▶ [TASK STATEMENT] Copy each line from the records below in which the word "juice" is found.
(LISTED RECORDS begins)
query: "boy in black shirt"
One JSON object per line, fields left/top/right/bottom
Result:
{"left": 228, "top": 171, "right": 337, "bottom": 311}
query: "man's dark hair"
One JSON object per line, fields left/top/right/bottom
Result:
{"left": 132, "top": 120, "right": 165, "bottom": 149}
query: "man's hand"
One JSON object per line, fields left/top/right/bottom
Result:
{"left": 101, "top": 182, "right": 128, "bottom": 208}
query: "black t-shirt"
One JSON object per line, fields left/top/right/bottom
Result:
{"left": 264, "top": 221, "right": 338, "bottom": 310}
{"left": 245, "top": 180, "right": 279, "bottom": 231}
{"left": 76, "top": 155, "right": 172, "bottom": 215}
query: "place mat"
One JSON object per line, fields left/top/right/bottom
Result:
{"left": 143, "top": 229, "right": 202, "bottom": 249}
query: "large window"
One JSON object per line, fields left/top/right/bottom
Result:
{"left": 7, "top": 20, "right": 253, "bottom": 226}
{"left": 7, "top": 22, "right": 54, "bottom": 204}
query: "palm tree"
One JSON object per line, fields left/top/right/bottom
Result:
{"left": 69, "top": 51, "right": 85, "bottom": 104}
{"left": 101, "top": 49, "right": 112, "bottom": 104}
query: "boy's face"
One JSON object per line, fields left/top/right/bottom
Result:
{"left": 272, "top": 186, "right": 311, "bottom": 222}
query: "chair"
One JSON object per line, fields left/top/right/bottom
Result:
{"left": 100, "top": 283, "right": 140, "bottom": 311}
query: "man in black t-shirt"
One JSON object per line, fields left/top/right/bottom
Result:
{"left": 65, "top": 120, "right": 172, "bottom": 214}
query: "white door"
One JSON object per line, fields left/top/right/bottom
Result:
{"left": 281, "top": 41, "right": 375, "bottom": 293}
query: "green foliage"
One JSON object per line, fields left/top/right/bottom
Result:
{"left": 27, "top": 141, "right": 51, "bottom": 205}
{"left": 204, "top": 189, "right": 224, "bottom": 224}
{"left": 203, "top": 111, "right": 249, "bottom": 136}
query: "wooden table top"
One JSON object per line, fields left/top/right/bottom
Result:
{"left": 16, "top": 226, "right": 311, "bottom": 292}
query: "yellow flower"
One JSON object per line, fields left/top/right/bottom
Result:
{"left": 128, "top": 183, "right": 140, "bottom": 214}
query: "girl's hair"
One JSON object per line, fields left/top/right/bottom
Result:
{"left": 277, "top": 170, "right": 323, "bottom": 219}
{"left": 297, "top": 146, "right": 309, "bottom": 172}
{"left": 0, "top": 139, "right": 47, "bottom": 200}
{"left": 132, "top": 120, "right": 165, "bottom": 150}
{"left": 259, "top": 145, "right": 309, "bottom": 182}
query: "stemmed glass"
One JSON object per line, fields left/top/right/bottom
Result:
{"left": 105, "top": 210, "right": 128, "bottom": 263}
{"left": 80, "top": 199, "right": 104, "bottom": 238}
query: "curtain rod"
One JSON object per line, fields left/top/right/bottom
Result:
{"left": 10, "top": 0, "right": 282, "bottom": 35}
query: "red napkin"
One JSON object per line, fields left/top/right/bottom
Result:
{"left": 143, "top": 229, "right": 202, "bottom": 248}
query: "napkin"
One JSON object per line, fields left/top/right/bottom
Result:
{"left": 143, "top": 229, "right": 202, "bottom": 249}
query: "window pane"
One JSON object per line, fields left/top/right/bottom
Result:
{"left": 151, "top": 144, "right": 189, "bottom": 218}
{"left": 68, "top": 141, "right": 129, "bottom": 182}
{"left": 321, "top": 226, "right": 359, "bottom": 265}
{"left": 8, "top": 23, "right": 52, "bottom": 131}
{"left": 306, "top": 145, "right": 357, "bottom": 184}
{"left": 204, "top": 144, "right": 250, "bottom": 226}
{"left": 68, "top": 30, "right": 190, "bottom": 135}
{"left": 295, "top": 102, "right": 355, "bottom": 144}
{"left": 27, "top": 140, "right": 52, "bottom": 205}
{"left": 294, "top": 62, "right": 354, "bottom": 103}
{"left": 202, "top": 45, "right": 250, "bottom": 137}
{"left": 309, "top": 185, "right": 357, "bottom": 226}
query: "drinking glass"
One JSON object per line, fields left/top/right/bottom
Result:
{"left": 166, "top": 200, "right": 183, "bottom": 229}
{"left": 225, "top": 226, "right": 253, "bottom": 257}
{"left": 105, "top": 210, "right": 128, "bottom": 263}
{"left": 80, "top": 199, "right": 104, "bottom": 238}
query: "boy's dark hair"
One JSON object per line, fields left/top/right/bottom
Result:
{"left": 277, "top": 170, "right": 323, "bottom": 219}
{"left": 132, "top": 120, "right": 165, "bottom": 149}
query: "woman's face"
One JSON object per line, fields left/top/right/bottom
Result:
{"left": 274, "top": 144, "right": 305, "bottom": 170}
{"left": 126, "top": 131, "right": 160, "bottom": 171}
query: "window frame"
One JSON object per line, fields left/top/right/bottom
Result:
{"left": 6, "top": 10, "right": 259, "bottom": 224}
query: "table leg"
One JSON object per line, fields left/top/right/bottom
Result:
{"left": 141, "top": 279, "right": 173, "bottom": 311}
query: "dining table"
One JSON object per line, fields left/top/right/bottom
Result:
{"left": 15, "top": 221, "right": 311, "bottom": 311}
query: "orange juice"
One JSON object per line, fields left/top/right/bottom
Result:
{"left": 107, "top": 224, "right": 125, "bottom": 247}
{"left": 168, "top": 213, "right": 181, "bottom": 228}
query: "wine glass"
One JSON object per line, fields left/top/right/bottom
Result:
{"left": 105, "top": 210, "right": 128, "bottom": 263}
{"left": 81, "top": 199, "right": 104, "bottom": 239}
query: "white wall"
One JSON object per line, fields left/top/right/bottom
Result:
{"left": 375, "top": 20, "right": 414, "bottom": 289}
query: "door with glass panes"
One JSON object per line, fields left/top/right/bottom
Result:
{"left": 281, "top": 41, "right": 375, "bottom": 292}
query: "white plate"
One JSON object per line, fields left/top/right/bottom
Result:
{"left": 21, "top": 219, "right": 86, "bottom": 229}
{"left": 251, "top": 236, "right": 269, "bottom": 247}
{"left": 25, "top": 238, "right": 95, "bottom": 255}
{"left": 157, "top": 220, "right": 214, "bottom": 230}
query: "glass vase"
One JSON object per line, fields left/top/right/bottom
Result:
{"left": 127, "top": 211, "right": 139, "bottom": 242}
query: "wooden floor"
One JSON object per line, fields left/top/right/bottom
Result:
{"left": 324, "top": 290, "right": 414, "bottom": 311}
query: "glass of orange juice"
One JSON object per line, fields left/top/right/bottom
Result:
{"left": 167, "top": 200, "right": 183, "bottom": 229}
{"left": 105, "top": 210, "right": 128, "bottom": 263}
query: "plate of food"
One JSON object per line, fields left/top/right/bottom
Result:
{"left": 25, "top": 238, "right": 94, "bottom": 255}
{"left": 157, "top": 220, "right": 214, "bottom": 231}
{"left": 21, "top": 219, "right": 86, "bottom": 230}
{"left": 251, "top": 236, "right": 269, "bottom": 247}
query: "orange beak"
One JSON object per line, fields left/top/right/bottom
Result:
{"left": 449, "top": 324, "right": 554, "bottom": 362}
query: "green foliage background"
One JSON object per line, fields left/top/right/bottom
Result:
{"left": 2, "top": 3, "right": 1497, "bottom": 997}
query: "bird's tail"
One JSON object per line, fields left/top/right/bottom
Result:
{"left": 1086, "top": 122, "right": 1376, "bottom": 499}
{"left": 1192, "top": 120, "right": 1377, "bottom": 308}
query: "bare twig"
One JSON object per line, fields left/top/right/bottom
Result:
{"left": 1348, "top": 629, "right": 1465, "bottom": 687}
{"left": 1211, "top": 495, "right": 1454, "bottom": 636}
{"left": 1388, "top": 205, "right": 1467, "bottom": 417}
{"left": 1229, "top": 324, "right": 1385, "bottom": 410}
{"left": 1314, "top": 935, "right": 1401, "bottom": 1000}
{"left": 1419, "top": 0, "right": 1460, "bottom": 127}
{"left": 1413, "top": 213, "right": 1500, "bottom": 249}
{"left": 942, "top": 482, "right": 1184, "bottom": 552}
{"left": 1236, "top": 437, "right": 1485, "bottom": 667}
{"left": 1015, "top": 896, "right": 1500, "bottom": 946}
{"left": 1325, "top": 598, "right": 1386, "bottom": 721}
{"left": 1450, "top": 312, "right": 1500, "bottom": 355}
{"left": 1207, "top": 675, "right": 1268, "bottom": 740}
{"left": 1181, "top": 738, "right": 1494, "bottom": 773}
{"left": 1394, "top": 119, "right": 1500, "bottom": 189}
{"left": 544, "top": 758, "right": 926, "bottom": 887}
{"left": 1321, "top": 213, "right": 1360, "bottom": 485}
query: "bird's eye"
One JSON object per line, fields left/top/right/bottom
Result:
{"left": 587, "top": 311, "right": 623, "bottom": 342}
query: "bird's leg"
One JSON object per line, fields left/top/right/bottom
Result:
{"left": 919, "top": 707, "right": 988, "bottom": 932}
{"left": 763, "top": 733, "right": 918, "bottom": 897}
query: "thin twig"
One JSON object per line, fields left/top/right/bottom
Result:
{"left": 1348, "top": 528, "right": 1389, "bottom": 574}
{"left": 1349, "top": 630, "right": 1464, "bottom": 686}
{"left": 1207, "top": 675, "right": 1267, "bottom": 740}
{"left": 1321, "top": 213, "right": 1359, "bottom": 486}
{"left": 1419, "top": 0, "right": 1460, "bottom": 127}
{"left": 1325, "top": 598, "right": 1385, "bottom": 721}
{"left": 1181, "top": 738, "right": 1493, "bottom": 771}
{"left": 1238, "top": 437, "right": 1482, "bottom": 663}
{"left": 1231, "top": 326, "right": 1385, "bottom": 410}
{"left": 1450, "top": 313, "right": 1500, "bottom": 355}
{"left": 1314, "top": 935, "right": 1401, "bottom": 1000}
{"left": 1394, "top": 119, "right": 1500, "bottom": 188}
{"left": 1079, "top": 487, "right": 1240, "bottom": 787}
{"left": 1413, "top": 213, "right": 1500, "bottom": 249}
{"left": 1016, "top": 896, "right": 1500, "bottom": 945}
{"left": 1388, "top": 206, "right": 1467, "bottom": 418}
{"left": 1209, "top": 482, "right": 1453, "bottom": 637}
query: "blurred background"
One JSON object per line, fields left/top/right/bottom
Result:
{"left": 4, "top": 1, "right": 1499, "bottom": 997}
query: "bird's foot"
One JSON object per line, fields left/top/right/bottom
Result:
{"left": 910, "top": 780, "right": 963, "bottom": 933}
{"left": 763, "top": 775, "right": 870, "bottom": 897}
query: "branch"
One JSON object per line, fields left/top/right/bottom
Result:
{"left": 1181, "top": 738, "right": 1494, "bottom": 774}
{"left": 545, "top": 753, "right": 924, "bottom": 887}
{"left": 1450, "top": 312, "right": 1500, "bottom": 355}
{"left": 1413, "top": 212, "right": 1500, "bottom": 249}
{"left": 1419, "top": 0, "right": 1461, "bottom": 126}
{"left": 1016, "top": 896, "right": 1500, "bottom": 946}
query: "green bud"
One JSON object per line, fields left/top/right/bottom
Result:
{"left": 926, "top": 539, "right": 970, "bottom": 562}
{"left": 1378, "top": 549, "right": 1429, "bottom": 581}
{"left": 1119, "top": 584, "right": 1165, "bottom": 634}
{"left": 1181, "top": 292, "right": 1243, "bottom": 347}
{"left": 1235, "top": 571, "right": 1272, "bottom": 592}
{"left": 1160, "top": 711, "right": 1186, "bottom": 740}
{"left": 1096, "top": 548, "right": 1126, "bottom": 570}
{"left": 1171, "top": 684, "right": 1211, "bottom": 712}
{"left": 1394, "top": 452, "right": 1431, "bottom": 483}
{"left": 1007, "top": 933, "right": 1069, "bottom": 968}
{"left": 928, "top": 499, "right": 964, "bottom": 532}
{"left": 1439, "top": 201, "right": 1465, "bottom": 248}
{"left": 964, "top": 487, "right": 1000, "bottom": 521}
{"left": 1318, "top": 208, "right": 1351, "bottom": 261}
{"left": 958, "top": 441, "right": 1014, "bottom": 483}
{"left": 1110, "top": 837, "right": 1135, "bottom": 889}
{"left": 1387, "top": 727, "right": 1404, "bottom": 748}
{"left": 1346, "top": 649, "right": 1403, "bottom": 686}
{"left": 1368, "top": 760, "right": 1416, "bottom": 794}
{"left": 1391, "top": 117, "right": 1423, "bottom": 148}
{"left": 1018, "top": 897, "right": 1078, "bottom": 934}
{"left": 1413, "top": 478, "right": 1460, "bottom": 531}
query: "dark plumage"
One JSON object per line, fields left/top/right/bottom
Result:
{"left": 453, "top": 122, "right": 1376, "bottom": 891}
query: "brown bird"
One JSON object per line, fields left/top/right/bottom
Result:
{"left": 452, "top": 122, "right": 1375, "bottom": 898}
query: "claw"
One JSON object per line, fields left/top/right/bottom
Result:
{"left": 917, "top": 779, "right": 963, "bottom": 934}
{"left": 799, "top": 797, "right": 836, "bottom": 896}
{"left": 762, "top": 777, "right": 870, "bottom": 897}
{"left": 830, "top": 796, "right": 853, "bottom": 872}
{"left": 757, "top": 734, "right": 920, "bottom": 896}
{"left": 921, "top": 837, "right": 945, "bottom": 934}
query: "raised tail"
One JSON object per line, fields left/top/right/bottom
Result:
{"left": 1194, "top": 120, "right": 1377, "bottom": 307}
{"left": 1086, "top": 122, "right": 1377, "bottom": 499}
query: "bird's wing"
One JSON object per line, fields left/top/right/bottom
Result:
(LISTED RECORDS ends)
▶ [SOLUTION]
query: "orange juice"
query: "glass of orange juice"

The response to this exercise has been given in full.